◆ What you will do
In the listing, change "man's" to "person's" in everything from the line with "Locate the man's ear." down to the line with "left=591, top=324, right=609, bottom=411" and write out only that stretch, leaving all else in it unchanged.

◆ Provided information

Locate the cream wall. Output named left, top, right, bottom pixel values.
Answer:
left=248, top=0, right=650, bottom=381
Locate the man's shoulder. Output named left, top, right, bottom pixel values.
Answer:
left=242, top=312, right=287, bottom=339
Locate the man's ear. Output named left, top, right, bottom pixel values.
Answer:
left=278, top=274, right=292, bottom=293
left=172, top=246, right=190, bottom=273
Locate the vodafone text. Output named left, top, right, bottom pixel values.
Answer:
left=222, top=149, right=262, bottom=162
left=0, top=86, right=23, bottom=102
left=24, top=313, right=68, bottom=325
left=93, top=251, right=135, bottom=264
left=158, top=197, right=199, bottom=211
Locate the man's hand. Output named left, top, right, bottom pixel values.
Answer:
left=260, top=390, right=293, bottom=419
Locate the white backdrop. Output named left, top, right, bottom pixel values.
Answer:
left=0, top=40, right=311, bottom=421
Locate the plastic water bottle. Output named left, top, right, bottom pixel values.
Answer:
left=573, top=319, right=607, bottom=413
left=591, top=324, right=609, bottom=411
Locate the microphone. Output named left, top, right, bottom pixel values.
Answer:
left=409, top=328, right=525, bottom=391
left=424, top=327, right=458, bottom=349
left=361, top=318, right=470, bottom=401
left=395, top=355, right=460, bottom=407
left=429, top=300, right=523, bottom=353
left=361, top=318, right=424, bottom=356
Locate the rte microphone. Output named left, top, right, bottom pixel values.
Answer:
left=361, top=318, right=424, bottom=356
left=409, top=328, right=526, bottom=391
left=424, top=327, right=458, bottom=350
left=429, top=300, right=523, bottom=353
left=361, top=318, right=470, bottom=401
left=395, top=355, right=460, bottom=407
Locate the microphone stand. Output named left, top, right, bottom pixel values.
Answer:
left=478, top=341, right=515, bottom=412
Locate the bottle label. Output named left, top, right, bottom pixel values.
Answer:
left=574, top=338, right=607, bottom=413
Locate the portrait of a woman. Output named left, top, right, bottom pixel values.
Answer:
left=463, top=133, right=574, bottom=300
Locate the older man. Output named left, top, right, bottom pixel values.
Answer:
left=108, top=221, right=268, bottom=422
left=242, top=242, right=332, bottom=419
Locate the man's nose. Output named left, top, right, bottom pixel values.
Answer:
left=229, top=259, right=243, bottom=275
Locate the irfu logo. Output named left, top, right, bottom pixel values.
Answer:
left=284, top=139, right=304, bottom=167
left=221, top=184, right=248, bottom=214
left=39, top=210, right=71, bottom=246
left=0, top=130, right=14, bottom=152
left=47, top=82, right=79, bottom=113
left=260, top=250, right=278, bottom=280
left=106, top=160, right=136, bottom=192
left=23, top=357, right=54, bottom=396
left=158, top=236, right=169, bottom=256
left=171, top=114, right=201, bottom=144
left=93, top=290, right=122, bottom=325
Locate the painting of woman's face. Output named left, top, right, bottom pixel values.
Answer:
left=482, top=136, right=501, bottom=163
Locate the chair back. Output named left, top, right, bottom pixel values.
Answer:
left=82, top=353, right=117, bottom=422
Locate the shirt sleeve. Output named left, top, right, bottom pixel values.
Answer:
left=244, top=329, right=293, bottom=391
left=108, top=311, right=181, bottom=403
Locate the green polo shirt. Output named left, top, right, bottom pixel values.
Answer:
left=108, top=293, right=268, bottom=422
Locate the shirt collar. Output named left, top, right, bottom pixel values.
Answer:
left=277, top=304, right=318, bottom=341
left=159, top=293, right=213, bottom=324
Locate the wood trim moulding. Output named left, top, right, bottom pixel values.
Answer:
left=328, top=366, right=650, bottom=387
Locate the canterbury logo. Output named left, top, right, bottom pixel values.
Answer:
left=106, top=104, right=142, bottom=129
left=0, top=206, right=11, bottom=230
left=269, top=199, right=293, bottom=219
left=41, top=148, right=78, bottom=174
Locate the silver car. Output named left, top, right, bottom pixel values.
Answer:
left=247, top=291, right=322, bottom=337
...
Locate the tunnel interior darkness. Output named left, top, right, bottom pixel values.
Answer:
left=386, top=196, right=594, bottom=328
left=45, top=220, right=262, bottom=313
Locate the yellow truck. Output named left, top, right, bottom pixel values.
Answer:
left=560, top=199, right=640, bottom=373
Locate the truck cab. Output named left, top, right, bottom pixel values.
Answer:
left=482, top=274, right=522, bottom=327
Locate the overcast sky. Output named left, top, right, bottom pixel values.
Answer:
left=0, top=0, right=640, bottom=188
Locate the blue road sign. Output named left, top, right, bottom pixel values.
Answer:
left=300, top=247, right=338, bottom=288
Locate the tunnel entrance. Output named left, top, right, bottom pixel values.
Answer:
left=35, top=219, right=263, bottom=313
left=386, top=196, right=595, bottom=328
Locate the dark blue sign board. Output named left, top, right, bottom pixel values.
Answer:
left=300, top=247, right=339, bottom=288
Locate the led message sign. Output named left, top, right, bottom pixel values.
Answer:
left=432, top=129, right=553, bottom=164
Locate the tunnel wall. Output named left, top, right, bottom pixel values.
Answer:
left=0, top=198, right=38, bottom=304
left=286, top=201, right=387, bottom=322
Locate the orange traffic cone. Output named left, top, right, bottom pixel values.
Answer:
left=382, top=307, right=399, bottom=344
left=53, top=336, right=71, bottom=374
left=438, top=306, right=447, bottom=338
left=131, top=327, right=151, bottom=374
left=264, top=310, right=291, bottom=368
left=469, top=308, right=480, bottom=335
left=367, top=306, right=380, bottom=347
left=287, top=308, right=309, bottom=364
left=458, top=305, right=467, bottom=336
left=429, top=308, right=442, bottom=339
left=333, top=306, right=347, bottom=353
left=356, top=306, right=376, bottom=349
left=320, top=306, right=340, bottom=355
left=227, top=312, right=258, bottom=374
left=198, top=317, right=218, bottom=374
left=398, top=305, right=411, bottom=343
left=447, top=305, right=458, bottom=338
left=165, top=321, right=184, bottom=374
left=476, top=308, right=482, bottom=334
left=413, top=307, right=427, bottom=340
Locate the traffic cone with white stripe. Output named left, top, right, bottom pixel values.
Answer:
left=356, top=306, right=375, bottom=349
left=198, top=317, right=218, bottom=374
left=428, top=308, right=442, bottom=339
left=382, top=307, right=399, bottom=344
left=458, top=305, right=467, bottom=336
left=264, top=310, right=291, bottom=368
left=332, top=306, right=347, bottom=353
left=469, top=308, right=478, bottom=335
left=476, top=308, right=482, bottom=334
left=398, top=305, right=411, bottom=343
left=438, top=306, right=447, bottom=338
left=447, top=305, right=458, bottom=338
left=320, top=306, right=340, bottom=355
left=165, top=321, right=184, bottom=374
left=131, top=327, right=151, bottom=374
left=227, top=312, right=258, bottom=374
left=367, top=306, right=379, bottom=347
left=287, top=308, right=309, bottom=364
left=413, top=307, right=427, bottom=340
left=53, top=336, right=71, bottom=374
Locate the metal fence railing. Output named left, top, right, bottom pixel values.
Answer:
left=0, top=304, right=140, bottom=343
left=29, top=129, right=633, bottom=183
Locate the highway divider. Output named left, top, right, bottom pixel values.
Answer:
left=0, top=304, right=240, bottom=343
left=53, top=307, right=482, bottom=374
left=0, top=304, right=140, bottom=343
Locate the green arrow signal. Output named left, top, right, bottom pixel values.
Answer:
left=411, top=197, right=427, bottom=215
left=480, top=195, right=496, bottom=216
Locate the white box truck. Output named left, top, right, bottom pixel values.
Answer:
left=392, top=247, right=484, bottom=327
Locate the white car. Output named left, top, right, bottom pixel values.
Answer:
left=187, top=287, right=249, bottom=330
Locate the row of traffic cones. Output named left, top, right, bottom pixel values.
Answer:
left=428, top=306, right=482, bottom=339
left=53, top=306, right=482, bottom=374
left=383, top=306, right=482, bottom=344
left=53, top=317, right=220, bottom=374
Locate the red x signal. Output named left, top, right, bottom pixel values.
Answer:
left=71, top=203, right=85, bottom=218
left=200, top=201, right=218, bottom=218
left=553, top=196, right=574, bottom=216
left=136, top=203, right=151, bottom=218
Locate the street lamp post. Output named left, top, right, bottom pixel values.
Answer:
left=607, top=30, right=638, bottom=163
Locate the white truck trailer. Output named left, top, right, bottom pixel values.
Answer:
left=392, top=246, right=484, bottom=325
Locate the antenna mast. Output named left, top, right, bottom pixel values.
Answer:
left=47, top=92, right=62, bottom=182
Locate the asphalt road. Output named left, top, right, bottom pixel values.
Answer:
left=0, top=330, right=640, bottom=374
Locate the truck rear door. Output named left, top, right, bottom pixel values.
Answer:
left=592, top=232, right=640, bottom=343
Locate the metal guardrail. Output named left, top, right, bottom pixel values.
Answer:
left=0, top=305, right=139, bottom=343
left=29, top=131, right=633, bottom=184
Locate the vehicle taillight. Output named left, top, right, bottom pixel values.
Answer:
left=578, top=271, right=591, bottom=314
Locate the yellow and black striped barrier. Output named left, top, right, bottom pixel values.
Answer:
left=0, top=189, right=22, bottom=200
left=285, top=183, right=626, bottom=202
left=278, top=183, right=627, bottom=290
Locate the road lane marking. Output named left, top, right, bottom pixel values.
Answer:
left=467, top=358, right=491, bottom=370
* * *
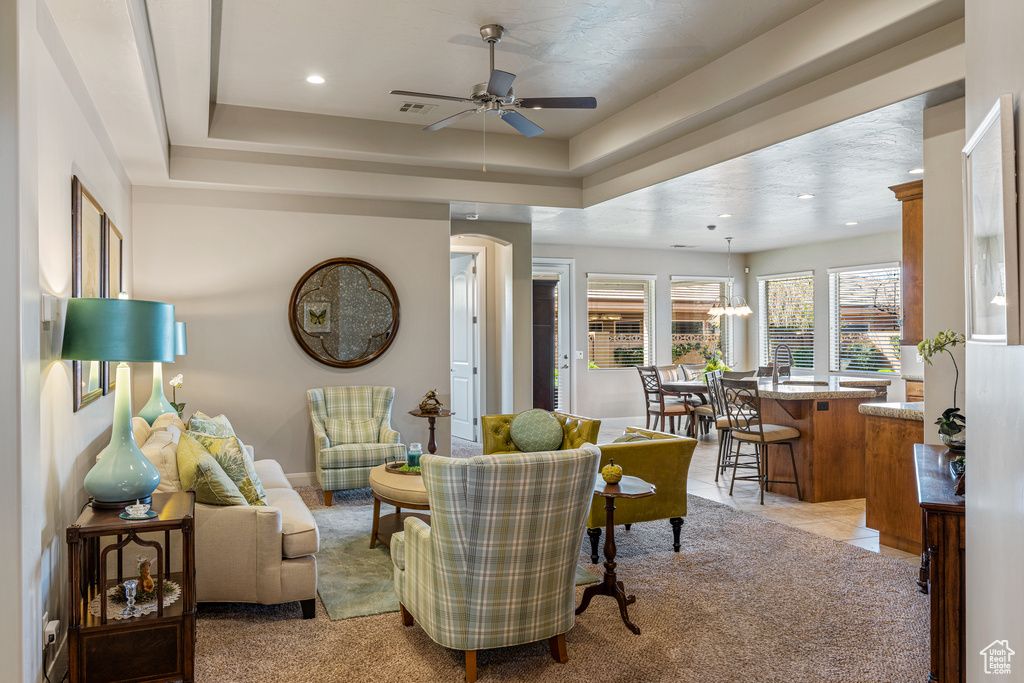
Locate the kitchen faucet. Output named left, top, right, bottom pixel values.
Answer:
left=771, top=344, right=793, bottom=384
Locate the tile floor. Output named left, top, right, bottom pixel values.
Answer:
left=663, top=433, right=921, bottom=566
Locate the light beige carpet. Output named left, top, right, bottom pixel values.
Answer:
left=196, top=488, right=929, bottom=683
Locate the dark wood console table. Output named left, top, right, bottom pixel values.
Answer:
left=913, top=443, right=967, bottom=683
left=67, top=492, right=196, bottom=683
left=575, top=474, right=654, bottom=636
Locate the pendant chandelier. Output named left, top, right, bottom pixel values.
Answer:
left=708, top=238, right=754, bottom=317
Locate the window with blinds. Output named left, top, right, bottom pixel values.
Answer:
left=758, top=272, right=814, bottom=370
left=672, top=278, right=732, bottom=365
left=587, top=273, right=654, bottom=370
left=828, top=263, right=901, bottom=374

◆ Solution for this exercise
Locate the person's ear. Output named left, top, right, bottom pixel values.
Answer:
left=278, top=274, right=292, bottom=293
left=172, top=246, right=190, bottom=273
Locate the vodafone text. Output named left, top, right, bottom pixel values.
Answer:
left=222, top=149, right=262, bottom=162
left=0, top=86, right=23, bottom=102
left=24, top=313, right=68, bottom=325
left=93, top=251, right=135, bottom=264
left=158, top=197, right=199, bottom=211
Locate the person's hand. Output named left, top, right, bottom pixel values.
Answer:
left=260, top=390, right=293, bottom=419
Locate the white backdrop. Output named left, top, right, bottom pixel values.
Answer:
left=0, top=40, right=311, bottom=421
Locate the plastic water bottle. Output named left, top, right, bottom pixel values.
Answer:
left=573, top=319, right=607, bottom=413
left=591, top=324, right=609, bottom=411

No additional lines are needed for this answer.